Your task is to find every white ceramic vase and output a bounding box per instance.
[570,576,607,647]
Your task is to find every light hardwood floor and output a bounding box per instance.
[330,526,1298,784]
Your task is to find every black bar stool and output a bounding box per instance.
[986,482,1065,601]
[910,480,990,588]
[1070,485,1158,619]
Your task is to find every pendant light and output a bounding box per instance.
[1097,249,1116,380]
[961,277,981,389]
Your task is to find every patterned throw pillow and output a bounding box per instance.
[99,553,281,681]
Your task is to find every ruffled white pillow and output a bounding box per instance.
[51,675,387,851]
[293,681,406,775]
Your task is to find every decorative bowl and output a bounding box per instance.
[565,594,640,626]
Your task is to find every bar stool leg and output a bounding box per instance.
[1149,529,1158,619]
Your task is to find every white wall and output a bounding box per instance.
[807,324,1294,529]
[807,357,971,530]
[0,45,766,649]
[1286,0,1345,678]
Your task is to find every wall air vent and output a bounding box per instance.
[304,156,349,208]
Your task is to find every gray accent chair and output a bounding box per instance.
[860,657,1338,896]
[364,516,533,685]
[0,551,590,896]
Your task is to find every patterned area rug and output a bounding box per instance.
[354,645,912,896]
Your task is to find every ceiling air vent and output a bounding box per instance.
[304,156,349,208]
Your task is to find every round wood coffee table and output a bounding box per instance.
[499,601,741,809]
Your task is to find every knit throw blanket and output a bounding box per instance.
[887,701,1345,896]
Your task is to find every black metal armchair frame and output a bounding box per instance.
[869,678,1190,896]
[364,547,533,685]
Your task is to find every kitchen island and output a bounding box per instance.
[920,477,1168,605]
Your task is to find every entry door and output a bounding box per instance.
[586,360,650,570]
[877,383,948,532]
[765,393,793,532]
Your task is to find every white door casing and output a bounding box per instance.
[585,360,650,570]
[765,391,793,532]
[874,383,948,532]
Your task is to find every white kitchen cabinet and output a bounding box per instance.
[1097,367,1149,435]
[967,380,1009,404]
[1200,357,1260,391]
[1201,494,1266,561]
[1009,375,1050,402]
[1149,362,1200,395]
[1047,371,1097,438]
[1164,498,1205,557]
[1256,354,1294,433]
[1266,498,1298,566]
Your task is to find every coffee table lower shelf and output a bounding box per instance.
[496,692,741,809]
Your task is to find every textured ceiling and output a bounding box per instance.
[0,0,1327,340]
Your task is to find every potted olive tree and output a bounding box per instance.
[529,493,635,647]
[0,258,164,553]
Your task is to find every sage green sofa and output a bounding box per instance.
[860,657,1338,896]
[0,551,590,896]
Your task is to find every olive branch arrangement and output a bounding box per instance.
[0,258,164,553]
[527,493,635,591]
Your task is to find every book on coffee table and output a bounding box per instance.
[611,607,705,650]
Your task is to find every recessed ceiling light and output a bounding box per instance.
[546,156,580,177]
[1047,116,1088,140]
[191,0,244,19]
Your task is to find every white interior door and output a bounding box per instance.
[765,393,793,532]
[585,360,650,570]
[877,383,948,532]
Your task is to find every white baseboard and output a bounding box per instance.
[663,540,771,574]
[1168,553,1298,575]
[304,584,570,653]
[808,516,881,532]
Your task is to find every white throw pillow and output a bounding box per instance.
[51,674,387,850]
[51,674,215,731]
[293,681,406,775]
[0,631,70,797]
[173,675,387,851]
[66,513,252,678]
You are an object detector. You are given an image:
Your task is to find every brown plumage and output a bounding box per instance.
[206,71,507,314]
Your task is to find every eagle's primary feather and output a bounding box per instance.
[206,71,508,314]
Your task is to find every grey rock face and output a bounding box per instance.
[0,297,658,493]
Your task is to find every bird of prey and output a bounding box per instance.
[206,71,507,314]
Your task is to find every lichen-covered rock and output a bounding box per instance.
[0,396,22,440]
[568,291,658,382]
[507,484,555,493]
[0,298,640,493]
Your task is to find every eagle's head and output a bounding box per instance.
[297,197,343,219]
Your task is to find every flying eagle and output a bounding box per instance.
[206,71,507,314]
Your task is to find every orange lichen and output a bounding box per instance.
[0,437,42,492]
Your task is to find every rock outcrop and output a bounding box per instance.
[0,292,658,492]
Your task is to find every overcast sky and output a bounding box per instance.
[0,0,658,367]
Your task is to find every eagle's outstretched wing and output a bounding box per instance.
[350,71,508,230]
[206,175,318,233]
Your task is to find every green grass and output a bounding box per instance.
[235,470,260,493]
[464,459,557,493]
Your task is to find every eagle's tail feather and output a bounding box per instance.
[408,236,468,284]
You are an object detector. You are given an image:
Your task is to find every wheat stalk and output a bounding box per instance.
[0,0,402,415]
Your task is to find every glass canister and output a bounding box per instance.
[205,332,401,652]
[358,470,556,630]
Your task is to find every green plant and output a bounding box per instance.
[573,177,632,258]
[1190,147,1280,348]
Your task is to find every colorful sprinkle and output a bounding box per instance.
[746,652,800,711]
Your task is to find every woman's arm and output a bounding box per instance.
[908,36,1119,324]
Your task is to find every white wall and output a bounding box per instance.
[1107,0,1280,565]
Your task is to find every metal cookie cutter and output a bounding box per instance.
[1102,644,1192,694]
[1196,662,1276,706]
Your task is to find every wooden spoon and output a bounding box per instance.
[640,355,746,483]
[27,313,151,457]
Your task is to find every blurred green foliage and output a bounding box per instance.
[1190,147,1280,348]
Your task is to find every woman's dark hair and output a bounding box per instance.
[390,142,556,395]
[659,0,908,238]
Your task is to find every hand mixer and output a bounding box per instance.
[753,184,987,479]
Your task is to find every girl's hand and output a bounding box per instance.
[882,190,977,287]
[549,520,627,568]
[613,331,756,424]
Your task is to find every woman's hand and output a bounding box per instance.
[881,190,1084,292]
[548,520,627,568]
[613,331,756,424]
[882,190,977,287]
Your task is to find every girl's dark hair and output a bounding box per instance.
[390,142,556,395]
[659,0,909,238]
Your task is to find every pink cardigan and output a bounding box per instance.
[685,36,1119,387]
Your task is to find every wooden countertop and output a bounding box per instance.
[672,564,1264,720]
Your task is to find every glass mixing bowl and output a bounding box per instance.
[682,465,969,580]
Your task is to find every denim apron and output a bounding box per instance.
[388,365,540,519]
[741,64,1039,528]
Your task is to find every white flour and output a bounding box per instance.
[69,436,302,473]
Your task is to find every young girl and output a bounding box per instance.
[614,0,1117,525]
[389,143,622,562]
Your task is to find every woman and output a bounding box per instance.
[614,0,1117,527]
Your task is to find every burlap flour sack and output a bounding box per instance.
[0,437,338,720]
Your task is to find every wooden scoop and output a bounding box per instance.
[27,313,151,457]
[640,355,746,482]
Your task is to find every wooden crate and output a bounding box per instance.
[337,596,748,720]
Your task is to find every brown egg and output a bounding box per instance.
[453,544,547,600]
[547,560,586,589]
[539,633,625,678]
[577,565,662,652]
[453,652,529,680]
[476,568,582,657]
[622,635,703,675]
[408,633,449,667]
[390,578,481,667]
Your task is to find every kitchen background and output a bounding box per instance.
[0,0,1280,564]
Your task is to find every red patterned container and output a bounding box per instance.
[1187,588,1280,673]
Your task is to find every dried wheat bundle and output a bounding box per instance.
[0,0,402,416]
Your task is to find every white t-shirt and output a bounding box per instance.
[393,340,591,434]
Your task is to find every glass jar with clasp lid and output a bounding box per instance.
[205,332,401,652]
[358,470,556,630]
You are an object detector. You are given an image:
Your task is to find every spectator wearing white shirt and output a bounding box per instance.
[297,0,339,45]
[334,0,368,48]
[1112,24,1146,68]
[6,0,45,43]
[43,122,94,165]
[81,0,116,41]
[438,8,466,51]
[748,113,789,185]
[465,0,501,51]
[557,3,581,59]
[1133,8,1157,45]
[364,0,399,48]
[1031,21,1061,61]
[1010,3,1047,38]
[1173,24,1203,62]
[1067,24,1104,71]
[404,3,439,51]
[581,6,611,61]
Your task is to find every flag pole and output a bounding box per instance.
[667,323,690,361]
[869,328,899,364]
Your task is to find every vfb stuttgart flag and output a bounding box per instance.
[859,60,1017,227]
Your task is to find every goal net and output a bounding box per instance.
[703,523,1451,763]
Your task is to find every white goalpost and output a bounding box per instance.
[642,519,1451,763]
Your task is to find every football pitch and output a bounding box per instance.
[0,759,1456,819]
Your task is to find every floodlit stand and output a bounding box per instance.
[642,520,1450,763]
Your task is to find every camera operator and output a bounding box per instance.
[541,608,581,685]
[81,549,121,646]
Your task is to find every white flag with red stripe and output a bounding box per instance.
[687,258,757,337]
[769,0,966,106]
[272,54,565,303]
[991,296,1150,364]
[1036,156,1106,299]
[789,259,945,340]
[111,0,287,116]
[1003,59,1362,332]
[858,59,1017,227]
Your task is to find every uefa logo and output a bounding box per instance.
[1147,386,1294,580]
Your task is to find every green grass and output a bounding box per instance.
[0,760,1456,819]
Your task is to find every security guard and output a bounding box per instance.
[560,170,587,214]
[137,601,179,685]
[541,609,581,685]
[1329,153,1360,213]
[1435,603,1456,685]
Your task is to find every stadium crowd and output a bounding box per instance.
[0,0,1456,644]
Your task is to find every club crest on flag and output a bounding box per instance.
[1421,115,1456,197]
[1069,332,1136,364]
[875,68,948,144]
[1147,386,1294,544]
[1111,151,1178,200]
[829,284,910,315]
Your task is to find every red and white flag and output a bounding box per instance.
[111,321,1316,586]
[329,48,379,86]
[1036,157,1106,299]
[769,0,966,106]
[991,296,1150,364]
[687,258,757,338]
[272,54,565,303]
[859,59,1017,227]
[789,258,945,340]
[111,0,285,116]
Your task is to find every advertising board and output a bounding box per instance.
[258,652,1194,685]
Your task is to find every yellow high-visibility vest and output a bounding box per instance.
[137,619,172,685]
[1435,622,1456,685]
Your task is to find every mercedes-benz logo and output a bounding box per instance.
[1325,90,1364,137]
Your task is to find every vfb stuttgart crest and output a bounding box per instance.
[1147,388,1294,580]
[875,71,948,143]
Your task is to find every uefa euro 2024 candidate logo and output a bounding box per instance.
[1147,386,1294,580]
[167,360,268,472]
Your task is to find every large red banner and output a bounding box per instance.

Brief - Print the lines of the material above, from the line containing "Your task is to find every woman's dark" through the line containing "[753,184,987,479]", inclusive, reproducing them without any change.

The answer -
Your task is to find every woman's dark hair and output a bounding box per instance.
[390,142,556,395]
[659,0,908,238]
Your task is to find every hand mixer and output a bounding box per instance.
[753,184,987,479]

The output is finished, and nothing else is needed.